- [Exercise details] Put the lines of data below into a JSON list of strings with one string per line. Skip blank lines and leave the pictures out.

:: Dataset records

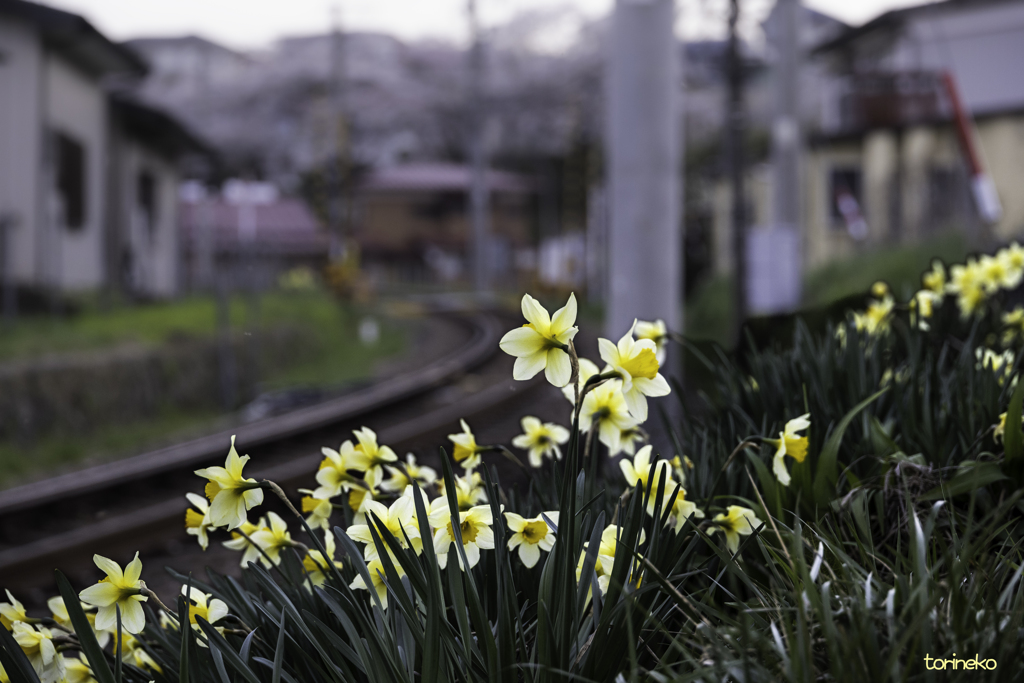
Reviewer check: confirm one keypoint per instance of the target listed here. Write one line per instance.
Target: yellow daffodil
(541, 439)
(241, 542)
(333, 475)
(604, 408)
(369, 456)
(474, 525)
(37, 643)
(320, 510)
(272, 539)
(935, 280)
(736, 521)
(198, 521)
(398, 519)
(657, 333)
(540, 344)
(78, 671)
(398, 479)
(12, 611)
(122, 590)
(377, 577)
(530, 536)
(790, 443)
(230, 495)
(468, 491)
(315, 563)
(466, 452)
(587, 370)
(637, 366)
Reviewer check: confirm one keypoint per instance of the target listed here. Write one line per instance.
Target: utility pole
(479, 200)
(645, 250)
(734, 134)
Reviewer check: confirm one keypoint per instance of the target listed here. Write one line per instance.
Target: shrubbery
(845, 508)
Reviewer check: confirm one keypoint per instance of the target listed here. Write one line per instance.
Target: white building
(87, 178)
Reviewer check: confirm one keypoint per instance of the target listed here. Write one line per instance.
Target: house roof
(434, 177)
(74, 37)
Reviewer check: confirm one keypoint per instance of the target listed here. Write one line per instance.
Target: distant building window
(146, 198)
(845, 201)
(71, 179)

::::

- [Exercise response]
[
  "Reviewer check: confirm one keypoint per instance of the target listed here. Write one line per instance.",
  "Target: yellow daffodil",
  "(541, 439)",
  "(241, 542)",
  "(333, 475)",
  "(604, 408)",
  "(369, 456)",
  "(474, 525)",
  "(37, 643)",
  "(320, 510)",
  "(272, 539)",
  "(935, 280)",
  "(736, 521)",
  "(198, 521)",
  "(398, 519)",
  "(657, 333)",
  "(540, 344)",
  "(78, 671)",
  "(398, 479)",
  "(12, 611)",
  "(122, 590)",
  "(377, 577)",
  "(530, 536)",
  "(790, 443)",
  "(230, 495)",
  "(468, 491)",
  "(315, 563)",
  "(466, 452)",
  "(587, 370)",
  "(637, 366)",
  "Reviewer check: confirm one keypoint per instance of the target listed here. Write one line per instance.",
  "Target: utility pole",
  "(479, 200)",
  "(645, 250)",
  "(734, 134)",
  "Reviewer check: confirm one keypoint per instance of the target listed here. Write one line per instance.",
  "Target: shrubbery",
  "(845, 508)",
  "Reviewer check: confirm one keypoint per instance of the target listed here. Write one line per instance.",
  "Target: white building",
  "(87, 178)",
  "Reviewer check: confirm one keypoint per instance of the target listed here. Write one line per instance.",
  "Target: house roof",
  "(434, 177)",
  "(74, 37)",
  "Reviewer check: confirm one keypoint per instance of the target listed here. Write one line per instance.",
  "Target: distant building window",
  "(146, 198)",
  "(845, 201)",
  "(71, 179)"
]